TRY IT »
Nothing should appear in the answer except the lines from the one containing "the window blind" through the end of the listing, repeated exactly.
*** Opening EXTRACTED RECORDS ***
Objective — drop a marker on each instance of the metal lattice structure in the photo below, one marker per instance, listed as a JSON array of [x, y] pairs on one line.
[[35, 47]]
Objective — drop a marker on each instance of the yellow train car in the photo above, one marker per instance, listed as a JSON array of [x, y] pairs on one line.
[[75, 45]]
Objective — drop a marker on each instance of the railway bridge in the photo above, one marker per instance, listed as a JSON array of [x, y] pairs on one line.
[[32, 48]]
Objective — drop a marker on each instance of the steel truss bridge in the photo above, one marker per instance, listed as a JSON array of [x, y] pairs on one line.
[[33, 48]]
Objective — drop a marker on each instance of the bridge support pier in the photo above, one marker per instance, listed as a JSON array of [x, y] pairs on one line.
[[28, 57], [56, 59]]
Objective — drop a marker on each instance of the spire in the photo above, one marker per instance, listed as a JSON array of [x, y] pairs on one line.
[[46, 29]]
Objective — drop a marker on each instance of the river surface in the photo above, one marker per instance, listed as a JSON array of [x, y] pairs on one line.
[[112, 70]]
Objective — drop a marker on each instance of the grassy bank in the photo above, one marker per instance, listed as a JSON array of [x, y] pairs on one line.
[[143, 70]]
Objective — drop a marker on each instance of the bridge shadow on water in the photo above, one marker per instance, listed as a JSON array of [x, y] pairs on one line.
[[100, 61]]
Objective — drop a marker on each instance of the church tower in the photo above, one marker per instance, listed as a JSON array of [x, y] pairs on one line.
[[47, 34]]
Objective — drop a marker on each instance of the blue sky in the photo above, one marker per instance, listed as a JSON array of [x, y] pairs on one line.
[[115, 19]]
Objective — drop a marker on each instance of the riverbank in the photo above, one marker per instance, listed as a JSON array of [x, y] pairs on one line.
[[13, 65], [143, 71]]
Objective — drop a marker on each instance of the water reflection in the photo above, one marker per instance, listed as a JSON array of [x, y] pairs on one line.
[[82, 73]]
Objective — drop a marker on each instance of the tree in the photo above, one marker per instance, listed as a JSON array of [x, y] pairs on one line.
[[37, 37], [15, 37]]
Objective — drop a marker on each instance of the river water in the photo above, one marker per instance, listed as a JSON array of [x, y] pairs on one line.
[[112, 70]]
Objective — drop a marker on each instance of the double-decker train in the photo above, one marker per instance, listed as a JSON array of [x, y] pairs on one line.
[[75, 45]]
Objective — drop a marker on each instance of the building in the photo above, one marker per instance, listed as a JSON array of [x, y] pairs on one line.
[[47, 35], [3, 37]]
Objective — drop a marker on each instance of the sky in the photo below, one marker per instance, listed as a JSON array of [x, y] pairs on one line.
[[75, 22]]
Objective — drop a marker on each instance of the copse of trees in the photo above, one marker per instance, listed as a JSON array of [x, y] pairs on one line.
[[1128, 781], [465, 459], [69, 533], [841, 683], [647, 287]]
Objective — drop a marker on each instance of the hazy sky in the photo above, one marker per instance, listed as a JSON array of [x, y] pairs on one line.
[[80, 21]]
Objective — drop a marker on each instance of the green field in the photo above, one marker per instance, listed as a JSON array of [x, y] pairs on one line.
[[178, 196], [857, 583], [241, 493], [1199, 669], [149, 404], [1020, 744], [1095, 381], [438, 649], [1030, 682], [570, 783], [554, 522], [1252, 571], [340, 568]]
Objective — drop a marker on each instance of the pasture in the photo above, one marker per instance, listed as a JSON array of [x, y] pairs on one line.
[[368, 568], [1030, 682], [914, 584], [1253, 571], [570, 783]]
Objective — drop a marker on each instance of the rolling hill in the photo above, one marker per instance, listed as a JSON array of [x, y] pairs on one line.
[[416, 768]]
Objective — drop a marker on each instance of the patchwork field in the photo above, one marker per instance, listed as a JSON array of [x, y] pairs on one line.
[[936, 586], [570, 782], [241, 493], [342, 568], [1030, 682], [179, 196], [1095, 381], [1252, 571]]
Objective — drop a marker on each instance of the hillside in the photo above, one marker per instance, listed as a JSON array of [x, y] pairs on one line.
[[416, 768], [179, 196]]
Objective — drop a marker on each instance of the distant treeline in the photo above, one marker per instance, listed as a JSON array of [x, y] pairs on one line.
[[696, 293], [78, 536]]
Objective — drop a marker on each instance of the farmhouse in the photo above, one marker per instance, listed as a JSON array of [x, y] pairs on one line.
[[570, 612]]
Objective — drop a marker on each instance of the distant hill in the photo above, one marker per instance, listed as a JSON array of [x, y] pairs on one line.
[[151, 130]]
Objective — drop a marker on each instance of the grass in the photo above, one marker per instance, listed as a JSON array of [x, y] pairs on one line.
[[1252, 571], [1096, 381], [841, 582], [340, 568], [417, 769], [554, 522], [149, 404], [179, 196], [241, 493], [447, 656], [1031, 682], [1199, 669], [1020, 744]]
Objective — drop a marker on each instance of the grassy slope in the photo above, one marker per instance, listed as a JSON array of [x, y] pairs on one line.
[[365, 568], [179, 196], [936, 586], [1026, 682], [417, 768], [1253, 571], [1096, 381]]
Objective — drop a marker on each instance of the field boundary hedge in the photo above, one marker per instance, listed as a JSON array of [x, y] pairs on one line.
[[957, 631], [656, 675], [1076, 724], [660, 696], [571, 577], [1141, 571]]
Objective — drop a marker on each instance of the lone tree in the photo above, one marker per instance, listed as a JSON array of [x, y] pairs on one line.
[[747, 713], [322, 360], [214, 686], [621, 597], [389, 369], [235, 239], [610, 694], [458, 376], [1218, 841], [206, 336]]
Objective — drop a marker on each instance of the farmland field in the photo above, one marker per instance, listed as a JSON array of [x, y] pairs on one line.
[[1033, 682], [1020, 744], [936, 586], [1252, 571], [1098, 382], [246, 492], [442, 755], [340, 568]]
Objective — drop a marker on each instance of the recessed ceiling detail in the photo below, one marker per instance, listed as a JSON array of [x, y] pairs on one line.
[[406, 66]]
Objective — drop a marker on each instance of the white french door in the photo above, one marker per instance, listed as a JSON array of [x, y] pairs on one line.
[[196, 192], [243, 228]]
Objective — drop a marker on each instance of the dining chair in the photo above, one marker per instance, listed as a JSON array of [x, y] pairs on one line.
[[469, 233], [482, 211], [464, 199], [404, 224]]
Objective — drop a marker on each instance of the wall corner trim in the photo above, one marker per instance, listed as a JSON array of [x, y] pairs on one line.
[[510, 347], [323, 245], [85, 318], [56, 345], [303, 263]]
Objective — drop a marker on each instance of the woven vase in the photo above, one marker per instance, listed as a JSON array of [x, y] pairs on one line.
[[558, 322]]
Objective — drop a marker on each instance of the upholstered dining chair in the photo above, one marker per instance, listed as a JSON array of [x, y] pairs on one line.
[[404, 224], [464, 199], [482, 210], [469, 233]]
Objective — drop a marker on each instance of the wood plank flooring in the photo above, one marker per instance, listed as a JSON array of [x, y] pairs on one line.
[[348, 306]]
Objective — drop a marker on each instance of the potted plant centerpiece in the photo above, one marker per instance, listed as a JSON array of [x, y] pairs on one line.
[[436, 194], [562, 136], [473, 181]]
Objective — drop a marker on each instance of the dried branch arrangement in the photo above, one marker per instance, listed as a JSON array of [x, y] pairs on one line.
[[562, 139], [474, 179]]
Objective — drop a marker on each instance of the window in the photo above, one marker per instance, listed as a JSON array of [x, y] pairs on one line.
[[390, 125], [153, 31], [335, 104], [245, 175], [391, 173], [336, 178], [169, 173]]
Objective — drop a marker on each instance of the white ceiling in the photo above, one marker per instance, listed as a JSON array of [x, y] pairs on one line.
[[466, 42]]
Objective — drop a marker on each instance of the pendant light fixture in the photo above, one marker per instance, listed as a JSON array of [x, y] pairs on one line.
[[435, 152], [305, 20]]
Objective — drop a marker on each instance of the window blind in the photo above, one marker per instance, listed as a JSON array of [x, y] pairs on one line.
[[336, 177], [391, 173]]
*** Closing EXTRACTED RECORDS ***
RESPONSE TO THIS TASK »
Objective — drop a marker on each instance of the window blind in the photo above, one marker per instance, listed as a JSON array of [x, y] pairs on one line.
[[336, 177], [391, 173]]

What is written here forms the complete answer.